Lorsque nous considérons la tranche d'âge légèrement plus âgée des 15-24 ans, étudiée par un sondage de la SOFRES sur " les valeurs et les attentes des jeunes ", nous constatons que l'attrait pour la politique est quasiment aussi faible : 73 % des jeunes interrogés déclarent s'intéresser " peu " ou " pas du tout " à la politique . Cette enquête nous apporte d'autres informations sur le rapport des jeunes à la démocratie. Lorsqu'on interroge les 15-24 ans sur une liste de seize institutions, en leur demandant celles dans lesquelles ils ont confiance, la moitié de ces institutions rencontre un taux de confiance supérieur à 50 %. Vient en premier la médecine, puis le système d'enseignement (école, grandes écoles, université), suivi des entreprises (publiques et privées), ainsi que des institutions dites " autoritaires et hiérarchiques " (l'armée et la police). Une institution démocratique comme le Parlement n'arrive qu'en quatorzième position (avec seulement 27 % de confiance) et les partis politiques en dernière position (9 %). Ce sondage met aussi en évidence la faible appartenance des 15-24 ans à des associations militantes ou de défense des intérêts collectifs. Parmi les raisons pouvant pousser les jeunes à s'engager en politique, arrive en premier rang la lutte contre un parti politique qui leur paraît dangereux (à égalité avec la lutte contre les injustices sociales : 47 %). Mais ils ne sont que 2 % à appartenir à un mouvement de lutte contre l'extrême droite. Si 76 % d'entre eux seraient prêts à faire partie d'une association pour défendre les droits des jeunes, 1 % y participe effectivement. 3 % des 15-24 ans interrogés à un syndicat lycéen ou étudiant, aucun à un parti politique (12 % seulement serait prêts a y adhérer).

■ ■ ■

Tâche à réaliser: Reproduisez en entier, sans y changer un mot, le texte ci-dessus sur le rapport des 15-24 ans à la politique.

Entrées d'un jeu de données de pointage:
■ ■ ■

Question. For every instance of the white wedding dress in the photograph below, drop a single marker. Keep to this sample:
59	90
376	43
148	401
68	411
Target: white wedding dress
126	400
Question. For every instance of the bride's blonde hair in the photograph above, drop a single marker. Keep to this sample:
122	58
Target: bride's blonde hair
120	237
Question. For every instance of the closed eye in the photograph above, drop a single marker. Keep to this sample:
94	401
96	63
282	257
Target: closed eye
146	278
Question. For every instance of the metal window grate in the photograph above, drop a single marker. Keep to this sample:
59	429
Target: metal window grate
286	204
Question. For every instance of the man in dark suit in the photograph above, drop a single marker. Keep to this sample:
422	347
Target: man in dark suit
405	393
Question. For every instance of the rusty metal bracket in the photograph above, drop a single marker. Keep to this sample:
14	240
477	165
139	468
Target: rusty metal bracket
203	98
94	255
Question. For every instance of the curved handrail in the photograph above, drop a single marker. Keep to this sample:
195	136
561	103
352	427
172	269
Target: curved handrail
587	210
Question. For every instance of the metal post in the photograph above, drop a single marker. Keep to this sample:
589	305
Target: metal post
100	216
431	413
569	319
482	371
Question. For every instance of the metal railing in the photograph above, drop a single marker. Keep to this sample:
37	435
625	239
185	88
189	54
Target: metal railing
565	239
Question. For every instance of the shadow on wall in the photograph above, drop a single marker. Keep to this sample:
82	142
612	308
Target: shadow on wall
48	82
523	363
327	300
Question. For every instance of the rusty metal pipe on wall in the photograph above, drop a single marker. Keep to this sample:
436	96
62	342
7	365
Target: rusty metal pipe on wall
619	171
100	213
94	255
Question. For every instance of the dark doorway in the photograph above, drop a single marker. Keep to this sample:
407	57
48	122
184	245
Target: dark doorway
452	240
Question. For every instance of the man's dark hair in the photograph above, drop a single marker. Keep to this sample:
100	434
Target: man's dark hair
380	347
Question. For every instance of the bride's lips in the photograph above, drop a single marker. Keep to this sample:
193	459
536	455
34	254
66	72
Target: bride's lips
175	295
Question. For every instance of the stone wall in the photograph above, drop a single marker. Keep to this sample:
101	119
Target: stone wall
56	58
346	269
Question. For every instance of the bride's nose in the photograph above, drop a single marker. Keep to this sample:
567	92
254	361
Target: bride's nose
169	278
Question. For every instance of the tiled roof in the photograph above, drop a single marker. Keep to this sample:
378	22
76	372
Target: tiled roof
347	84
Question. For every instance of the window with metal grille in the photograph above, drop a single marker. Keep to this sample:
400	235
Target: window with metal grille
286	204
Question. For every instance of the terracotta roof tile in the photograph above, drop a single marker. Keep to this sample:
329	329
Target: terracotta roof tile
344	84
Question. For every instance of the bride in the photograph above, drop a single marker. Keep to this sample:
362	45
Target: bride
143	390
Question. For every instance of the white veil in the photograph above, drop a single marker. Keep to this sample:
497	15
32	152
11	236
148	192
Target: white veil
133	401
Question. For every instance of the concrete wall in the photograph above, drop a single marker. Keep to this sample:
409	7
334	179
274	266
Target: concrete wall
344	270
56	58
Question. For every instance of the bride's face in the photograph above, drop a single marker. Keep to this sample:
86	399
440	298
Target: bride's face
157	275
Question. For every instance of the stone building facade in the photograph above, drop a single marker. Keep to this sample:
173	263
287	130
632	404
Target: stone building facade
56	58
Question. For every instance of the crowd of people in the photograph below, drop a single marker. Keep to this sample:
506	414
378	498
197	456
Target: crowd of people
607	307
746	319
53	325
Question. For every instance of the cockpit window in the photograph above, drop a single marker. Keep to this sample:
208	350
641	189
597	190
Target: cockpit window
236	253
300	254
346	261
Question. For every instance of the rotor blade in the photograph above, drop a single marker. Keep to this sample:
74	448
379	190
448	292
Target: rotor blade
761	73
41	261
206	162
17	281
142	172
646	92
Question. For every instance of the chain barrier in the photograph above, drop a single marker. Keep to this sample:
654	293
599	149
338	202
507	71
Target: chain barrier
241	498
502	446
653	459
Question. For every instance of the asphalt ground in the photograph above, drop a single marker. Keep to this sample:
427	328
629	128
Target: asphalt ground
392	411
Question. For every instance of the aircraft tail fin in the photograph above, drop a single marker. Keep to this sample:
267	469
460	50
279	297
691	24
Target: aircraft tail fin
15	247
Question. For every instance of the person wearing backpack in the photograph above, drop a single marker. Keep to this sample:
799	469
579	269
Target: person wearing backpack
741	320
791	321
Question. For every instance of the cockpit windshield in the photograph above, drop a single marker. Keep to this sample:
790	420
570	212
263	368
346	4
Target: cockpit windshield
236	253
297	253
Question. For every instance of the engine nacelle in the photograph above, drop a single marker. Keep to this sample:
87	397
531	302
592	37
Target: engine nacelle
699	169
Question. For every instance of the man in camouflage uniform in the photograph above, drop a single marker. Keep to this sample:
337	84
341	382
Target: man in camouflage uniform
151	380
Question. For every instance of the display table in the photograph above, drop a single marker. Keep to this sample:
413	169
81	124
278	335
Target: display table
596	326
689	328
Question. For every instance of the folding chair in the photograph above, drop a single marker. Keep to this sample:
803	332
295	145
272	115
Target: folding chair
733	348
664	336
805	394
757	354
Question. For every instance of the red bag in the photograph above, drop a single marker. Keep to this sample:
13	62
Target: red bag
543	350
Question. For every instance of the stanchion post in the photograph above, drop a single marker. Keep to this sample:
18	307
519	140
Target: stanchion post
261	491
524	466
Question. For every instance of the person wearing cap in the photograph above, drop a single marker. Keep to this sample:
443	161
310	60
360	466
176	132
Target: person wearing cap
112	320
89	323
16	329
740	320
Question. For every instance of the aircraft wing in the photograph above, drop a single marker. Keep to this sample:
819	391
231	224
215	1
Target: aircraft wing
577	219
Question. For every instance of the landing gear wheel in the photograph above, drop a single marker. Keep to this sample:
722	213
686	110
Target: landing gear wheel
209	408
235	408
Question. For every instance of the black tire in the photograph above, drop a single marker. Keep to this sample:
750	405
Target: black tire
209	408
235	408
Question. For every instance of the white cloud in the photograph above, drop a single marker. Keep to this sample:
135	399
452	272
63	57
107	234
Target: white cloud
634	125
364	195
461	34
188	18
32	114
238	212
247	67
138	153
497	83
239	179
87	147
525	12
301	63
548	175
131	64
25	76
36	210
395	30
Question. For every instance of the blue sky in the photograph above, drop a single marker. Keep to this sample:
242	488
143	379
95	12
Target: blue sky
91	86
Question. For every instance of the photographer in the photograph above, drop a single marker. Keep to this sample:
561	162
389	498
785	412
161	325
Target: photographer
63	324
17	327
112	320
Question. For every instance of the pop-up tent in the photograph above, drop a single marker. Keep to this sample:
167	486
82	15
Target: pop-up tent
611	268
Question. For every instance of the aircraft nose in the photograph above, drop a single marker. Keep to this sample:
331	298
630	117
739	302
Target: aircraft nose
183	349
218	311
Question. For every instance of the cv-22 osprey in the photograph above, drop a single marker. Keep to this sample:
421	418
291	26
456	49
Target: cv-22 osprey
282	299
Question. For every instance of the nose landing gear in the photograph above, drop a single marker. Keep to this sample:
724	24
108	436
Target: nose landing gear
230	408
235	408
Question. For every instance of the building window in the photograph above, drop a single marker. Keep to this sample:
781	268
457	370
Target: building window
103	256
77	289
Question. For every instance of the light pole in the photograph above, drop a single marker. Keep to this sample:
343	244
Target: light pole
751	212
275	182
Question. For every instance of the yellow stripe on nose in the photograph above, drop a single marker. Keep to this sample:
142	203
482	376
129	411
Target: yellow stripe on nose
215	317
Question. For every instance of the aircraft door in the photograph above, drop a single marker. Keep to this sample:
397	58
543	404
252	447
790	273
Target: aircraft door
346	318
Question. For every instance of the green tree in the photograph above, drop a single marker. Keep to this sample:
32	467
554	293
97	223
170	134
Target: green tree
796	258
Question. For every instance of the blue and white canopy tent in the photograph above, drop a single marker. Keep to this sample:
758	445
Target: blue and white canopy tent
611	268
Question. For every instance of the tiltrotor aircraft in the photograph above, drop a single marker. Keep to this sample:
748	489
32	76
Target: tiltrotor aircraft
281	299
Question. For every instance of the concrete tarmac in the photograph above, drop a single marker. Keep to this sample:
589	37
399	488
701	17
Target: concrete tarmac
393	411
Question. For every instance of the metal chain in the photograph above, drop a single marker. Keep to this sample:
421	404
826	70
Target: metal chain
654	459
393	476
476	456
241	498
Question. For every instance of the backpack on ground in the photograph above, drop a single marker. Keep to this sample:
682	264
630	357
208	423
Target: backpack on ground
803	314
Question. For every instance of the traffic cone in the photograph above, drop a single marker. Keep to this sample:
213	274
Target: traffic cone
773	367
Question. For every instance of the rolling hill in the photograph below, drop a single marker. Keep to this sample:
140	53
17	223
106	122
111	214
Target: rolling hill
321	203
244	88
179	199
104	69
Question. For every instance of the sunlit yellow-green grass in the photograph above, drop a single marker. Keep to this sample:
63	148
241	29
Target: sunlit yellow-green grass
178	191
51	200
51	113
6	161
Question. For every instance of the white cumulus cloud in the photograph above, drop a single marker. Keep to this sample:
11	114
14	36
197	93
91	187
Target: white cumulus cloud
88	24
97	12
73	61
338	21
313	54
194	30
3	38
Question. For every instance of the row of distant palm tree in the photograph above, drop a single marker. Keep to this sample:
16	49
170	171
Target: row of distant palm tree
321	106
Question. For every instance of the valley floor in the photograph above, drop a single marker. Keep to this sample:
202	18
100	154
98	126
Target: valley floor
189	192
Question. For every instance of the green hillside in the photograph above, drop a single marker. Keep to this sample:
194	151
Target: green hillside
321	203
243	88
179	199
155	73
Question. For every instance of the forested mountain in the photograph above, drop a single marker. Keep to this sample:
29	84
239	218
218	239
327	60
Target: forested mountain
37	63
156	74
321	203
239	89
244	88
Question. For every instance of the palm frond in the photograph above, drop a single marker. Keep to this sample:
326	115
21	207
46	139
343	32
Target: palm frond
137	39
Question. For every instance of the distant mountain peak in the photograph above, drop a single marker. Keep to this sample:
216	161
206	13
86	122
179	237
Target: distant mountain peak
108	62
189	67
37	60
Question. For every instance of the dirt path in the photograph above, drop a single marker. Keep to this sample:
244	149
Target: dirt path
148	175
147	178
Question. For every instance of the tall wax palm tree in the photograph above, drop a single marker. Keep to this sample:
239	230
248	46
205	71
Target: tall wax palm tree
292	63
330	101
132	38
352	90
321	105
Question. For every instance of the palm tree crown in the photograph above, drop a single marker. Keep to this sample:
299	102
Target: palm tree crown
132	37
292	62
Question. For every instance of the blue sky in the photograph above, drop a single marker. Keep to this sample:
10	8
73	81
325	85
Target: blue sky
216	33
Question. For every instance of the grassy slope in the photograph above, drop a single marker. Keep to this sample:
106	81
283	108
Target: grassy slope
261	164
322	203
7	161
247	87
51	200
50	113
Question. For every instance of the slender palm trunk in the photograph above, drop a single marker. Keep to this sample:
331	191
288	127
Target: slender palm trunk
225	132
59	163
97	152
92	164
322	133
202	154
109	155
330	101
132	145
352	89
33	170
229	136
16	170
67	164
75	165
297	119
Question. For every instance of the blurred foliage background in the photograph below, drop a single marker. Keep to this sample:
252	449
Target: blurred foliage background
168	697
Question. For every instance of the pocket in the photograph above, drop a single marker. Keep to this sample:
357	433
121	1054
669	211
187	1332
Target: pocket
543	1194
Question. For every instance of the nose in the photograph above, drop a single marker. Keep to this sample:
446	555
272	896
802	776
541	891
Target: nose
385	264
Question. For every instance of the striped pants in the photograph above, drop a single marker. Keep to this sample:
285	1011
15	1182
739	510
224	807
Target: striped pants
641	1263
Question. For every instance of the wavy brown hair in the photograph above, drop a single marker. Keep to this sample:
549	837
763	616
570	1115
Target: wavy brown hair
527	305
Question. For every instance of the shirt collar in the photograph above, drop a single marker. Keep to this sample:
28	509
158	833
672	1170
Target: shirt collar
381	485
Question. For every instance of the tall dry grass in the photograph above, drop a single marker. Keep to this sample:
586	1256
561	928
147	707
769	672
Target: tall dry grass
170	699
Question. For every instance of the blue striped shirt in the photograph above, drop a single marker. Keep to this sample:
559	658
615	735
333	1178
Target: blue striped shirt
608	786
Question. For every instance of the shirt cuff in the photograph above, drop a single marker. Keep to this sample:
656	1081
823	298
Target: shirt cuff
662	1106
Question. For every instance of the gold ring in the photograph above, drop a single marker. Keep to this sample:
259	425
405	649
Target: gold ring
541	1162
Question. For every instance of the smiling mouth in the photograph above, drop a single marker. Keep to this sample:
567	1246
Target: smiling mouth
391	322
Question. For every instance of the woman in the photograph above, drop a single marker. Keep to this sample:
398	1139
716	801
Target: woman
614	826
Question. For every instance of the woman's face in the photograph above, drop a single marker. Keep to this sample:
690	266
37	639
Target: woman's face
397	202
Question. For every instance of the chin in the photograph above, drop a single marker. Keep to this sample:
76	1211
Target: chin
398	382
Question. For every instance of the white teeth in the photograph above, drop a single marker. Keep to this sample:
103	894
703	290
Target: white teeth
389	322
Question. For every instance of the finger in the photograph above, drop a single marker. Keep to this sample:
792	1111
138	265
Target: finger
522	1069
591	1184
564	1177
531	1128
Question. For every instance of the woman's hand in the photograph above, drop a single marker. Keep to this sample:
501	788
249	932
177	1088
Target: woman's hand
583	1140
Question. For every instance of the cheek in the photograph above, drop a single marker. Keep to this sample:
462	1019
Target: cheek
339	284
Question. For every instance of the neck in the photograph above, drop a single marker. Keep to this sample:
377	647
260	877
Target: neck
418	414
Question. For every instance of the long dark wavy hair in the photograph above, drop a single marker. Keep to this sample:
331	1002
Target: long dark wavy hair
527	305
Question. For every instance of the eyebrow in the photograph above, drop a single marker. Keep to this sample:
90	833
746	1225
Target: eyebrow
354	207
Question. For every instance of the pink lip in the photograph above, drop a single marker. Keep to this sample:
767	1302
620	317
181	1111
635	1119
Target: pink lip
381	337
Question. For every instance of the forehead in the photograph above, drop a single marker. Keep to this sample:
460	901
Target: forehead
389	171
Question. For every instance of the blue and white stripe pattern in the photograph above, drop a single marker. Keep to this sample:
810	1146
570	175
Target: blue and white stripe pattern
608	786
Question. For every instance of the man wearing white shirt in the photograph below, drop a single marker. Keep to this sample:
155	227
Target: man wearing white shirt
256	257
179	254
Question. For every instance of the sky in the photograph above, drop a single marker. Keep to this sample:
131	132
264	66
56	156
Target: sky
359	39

■ ■ ■

Réponse rédigée:
Lorsque nous considérons la tranche d'âge légèrement plus âgée des 15-24 ans, étudiée par un sondage de la SOFRES sur " les valeurs et les attentes des jeunes ", nous constatons que l'attrait pour la politique est quasiment aussi faible : 73 % des jeunes interrogés déclarent s'intéresser " peu " ou " pas du tout " à la politique . Cette enquête nous apporte d'autres informations sur le rapport des jeunes à la démocratie. Lorsqu'on interroge les 15-24 ans sur une liste de seize institutions, en leur demandant celles dans lesquelles ils ont confiance, la moitié de ces institutions rencontre un taux de confiance supérieur à 50 %. Vient en premier la médecine, puis le système d'enseignement (école, grandes écoles, université), suivi des entreprises (publiques et privées), ainsi que des institutions dites " autoritaires et hiérarchiques " (l'armée et la police). Une institution démocratique comme le Parlement n'arrive qu'en quatorzième position (avec seulement 27 % de confiance) et les partis politiques en dernière position (9 %). Ce sondage met aussi en évidence la faible appartenance des 15-24 ans à des associations militantes ou de défense des intérêts collectifs. Parmi les raisons pouvant pousser les jeunes à s'engager en politique, arrive en premier rang la lutte contre un parti politique qui leur paraît dangereux (à égalité avec la lutte contre les injustices sociales : 47 %). Mais ils ne sont que 2 % à appartenir à un mouvement de lutte contre l'extrême droite. Si 76 % d'entre eux seraient prêts à faire partie d'une association pour défendre les droits des jeunes, 1 % y participe effectivement. 3 % des 15-24 ans interrogés à un syndicat lycéen ou étudiant, aucun à un parti politique (12 % seulement serait prêts a y adhérer).